[begin PROVIDED ENTRIES]
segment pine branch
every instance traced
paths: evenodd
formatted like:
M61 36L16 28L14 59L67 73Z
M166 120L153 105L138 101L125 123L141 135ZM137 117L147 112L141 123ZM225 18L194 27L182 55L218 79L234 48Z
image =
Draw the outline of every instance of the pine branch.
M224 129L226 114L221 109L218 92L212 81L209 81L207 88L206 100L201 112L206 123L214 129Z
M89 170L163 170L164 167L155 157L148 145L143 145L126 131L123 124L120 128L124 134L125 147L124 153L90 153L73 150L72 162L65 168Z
[end PROVIDED ENTRIES]
> WORK REQUIRED
Copy all the entries verbatim.

> COMPLETE ANSWER
segment pine branch
every instance traced
paths: evenodd
formatted like:
M61 36L16 28L14 59L67 73Z
M166 120L153 105L138 101L125 123L141 135ZM137 117L147 112L141 123ZM225 18L194 27L182 55L218 79L234 48Z
image =
Draw the outline of every instance of the pine branch.
M224 129L226 114L221 109L218 92L212 81L209 81L207 88L206 100L201 112L206 123L214 129Z
M89 170L163 170L164 167L155 157L148 145L143 145L126 131L123 124L120 128L124 134L125 147L124 153L90 153L73 150L72 162L65 168Z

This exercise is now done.